*Work order*: The task calls for the lines from the start of the entries below through the line with "(a) Find the blue jeans", given again verbatim, with every picture dropped.

*Listed records*:
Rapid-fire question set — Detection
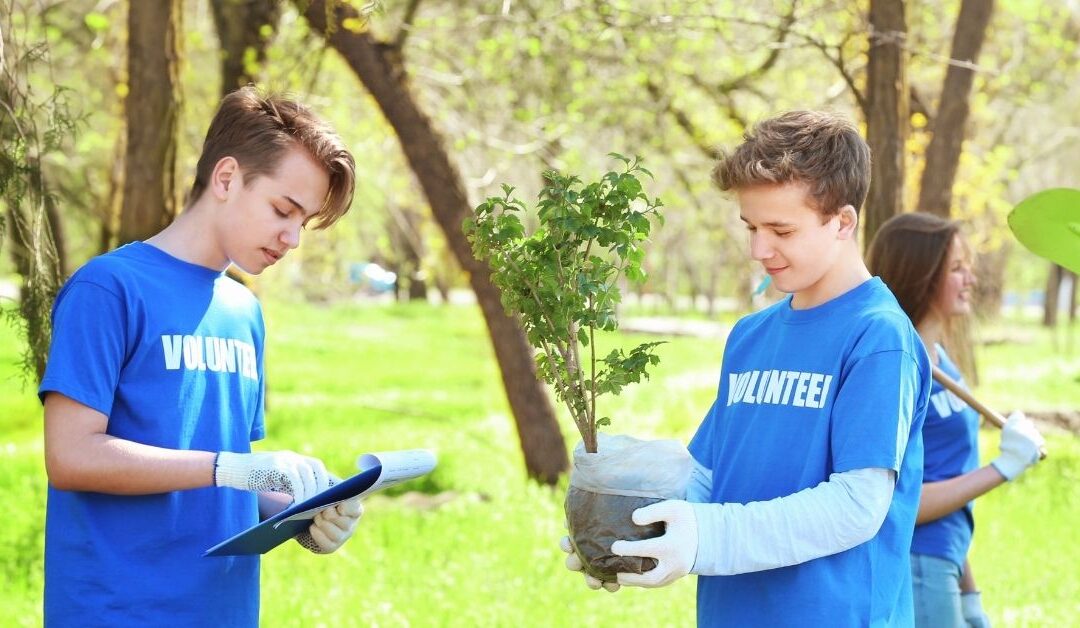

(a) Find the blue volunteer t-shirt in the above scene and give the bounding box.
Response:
[39,242,266,627]
[689,277,930,628]
[910,347,980,568]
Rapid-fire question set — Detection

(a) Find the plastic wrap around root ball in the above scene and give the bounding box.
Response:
[564,434,692,583]
[565,488,663,581]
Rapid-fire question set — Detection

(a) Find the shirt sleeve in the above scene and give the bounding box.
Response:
[831,349,922,473]
[248,302,267,442]
[686,457,714,503]
[38,280,129,417]
[690,467,895,576]
[688,398,721,467]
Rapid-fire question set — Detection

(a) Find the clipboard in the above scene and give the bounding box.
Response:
[205,449,436,556]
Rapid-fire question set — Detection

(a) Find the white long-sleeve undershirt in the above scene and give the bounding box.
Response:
[686,459,895,576]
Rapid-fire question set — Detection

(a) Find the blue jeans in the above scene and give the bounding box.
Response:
[911,553,965,628]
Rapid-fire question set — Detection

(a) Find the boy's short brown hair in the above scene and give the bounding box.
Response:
[188,86,355,229]
[712,110,870,218]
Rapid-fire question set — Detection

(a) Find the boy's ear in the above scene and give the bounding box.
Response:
[836,205,858,240]
[210,157,239,201]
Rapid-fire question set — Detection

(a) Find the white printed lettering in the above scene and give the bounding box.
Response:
[162,335,183,370]
[741,371,761,403]
[763,369,785,404]
[805,373,825,407]
[792,372,810,407]
[818,375,833,408]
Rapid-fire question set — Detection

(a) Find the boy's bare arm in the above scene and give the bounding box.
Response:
[45,392,334,501]
[44,392,217,494]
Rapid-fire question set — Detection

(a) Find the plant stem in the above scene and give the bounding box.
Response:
[589,301,596,449]
[501,251,591,438]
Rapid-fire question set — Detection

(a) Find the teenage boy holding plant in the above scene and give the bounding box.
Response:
[562,110,932,627]
[40,87,362,626]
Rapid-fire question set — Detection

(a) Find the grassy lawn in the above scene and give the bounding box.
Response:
[0,299,1076,626]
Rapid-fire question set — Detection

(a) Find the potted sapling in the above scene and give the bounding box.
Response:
[464,155,691,583]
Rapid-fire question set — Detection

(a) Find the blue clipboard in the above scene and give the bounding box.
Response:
[204,464,382,557]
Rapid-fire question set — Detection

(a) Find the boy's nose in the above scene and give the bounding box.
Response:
[749,233,773,261]
[281,225,301,249]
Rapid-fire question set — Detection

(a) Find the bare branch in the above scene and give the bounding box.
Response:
[393,0,423,50]
[708,2,799,95]
[798,31,868,114]
[644,79,720,161]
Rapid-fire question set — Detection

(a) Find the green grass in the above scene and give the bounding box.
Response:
[1,301,1077,626]
[976,315,1080,412]
[972,434,1080,626]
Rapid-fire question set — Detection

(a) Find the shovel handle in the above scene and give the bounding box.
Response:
[931,365,1006,428]
[931,364,1047,459]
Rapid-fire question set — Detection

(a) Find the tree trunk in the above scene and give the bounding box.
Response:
[705,260,719,318]
[5,167,65,381]
[917,0,994,215]
[864,0,909,244]
[210,1,281,292]
[298,0,568,483]
[387,204,428,301]
[1044,263,1063,327]
[1069,270,1077,322]
[119,0,183,244]
[43,182,68,278]
[100,128,126,254]
[0,64,66,382]
[401,206,425,300]
[973,243,1007,317]
[210,0,282,96]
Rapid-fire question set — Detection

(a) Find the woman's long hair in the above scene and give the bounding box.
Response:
[866,212,962,327]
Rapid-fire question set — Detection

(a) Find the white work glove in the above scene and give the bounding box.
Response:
[961,591,991,628]
[559,535,620,592]
[214,451,331,504]
[611,499,698,588]
[990,411,1045,481]
[295,498,364,554]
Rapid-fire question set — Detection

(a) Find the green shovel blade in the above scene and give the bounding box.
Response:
[1007,188,1080,275]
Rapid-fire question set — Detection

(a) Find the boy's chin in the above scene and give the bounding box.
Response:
[769,277,799,294]
[229,261,265,276]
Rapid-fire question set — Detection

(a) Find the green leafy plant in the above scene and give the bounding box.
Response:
[465,155,664,453]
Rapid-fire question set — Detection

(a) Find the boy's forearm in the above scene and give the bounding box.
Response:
[47,432,217,494]
[44,392,217,494]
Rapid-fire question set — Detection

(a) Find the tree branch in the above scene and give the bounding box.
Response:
[640,2,797,159]
[798,30,868,115]
[393,0,423,50]
[644,79,720,161]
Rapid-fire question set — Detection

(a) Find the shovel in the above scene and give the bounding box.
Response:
[1007,187,1080,275]
[932,365,1047,459]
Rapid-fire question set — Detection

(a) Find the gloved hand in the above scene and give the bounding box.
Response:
[559,535,620,592]
[214,451,331,503]
[295,498,364,554]
[961,591,991,628]
[611,499,698,588]
[990,411,1045,481]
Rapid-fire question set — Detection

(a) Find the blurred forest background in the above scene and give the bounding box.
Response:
[3,0,1078,479]
[1,0,1079,625]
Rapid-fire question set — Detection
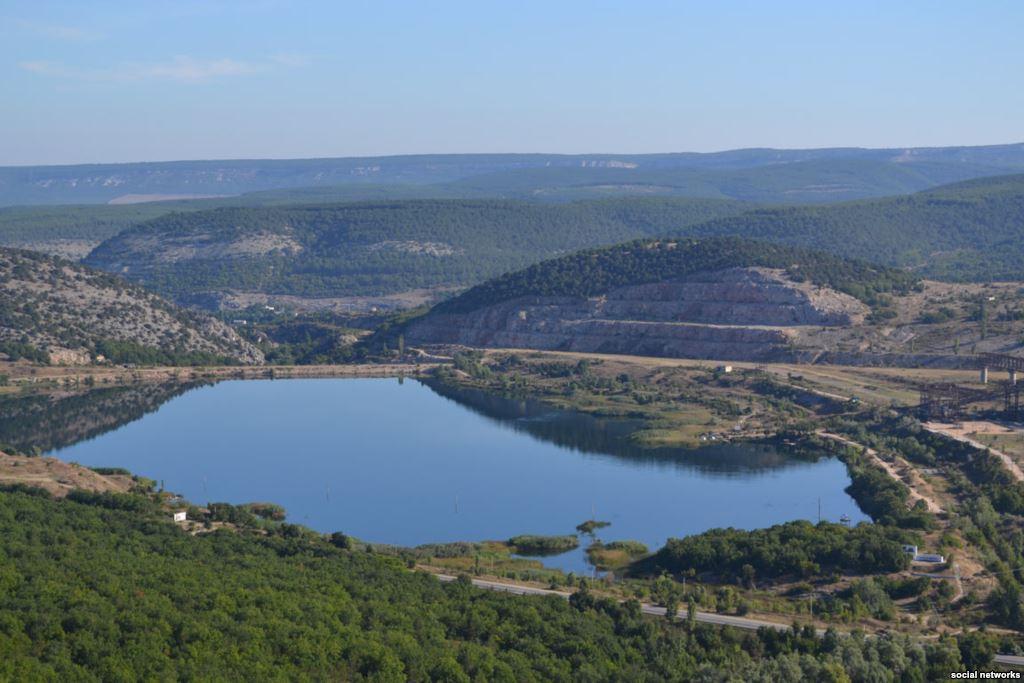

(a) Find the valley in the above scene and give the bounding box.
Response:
[3,152,1024,678]
[9,2,1024,675]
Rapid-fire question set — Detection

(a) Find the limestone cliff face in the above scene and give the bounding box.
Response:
[407,268,866,361]
[594,268,867,326]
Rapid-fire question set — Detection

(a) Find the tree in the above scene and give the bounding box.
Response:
[664,596,679,623]
[330,531,352,550]
[741,563,756,589]
[958,630,997,669]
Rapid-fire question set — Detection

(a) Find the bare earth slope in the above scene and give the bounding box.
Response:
[408,266,1024,367]
[407,267,869,361]
[0,248,263,364]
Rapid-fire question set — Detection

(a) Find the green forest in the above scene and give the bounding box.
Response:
[675,174,1024,281]
[634,520,912,580]
[81,199,753,300]
[4,172,1024,307]
[0,486,996,680]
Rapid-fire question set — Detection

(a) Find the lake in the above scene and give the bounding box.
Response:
[42,377,868,572]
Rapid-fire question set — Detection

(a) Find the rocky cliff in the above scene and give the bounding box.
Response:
[407,268,867,361]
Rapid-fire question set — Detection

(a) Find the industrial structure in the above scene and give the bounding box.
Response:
[917,353,1023,420]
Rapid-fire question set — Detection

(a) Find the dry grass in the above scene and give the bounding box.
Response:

*Answer box*:
Rapid-fire question set — Detection

(a) Find the blue volunteer t-shirt in the above scene and give the bounding box.
Response:
[39,242,266,627]
[689,277,930,628]
[910,347,980,568]
Rapid-fire question set — Detection

(a) Find the plastic wrap around root ball in the above scene and give the bounding box.
Response:
[564,434,692,583]
[565,488,663,581]
Rapid-fire question set — Detection

(a) Find the shirt sleeve in the above scene and give the bounding box.
Response:
[831,349,922,473]
[248,302,267,442]
[686,457,714,503]
[38,280,129,417]
[690,467,895,576]
[688,398,721,467]
Rapid-fire question set — Detection

(a) Find the clipboard in the above scene and give the bounding box.
Response:
[205,449,436,556]
Rapid-fire question set — Detection

(a) Find the white long-sleeve undershirt in the above scene and give the bounding box.
Response:
[686,459,895,576]
Rapid-fire question set — Detection

(a) Find the blue jeans in the above scene and give the bounding box.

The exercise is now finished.